Given task:
Could you repeat the rows below, changing each "Locate" to "Mark" and leaving everything else untouched?

··· Records provided

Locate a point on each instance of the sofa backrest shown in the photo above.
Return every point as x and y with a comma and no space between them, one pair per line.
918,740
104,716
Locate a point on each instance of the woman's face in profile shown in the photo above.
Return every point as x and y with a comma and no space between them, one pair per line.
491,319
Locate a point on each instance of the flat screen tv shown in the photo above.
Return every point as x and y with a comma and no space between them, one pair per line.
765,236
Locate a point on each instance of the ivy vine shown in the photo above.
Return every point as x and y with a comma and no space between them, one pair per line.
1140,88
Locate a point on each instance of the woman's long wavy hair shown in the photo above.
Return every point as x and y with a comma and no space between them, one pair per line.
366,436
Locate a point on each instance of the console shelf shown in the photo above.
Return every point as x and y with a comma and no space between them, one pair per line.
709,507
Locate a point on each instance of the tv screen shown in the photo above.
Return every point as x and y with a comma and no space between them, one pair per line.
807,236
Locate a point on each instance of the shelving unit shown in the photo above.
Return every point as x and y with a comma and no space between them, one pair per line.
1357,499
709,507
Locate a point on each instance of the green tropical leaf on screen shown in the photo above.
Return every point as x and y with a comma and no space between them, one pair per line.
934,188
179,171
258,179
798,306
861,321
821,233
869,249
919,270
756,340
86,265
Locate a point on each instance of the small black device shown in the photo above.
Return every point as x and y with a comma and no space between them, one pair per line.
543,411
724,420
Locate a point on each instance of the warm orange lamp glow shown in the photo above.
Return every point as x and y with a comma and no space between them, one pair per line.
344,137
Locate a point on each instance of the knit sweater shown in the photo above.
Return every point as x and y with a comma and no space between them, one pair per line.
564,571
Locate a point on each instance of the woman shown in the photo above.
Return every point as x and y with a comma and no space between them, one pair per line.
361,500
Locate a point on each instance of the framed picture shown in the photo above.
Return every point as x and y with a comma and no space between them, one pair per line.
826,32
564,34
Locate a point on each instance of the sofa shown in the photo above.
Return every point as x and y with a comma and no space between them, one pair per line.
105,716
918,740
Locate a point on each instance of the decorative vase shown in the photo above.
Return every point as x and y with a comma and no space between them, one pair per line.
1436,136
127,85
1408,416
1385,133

······

Final result:
Mark a point on each instance of the sofa backrest shown in the photo above.
Return every point as x and y with a comma and no space between them, one pair per line.
918,740
104,716
Mark a point on each instance of the woman's face in profile shown in the photo above.
Return every point as x and y with a comma and no space between them, one pair per line.
491,319
Mark a point on each instance of the flat screen tv shown in the photo above.
Return every point as x and y with a comma and no space between them, one pair per line.
765,236
Mark a point on each instance of the ivy vine shown in the photo above.
Return every point as x and y with a comma and no space between them, one pair per line.
1140,88
Mark a point on each instance of the woman's long wavy hair shown in the photo above.
Return every point as x and y with a comma and no space between them, one pair per line.
366,436
Mark a point on each instance of the console shelf shown in the photo above.
Return every point as x and y with a comma and no space between them, one pair per line.
709,507
Mark a point on each instance of the tv screen shown in the photo above.
Return every point as x and y with a comma and no space between them, one pair per line.
807,236
Mark a point on each instance of the shelving unit shown in the photo above.
Return every point as x and y with a comma and no space between them, one pair per line.
1357,499
709,507
Mark a point on each instance of the green tropical leaf on screen shown in the photo above.
Return every point as x and y with a comma and no space between them, one pair per line.
934,188
179,171
258,179
798,306
861,321
821,233
869,249
919,270
756,340
86,265
Mark a point on each instance of the small black device shown in the photo above.
Return every point as x and y with a comma and no space between them, one pair per line.
543,411
724,420
Mark a point on each instance of the warm orange lamp glow shown in the photo above.
Return every point as x and y with a comma and no space between them, one pair per line.
344,137
Mark a point on each instance of the knit sweater shown in the photo above.
Return every point as x and y with a comma and no space between them, one pair per line.
564,571
Mark a point on each instance of the woman shown in the photo above.
Return every point as x and y with a comma and no space between them, one pair per line.
361,500
Mark a point on each instance of the framed picture shown in the photo above.
Return every point as x and y with a comma and no space between them, one pair per line.
826,32
564,34
Mark a point on each instance of the sofa shown in the photo above.
Return every point as x and y with a comma and no space between them, one pair per line.
105,716
918,740
Mark a point on each instance of the decorative vase shown in the photo above.
Return every point as x and y with a comma and no space between them, one pair per line.
1436,136
127,85
1408,416
1385,133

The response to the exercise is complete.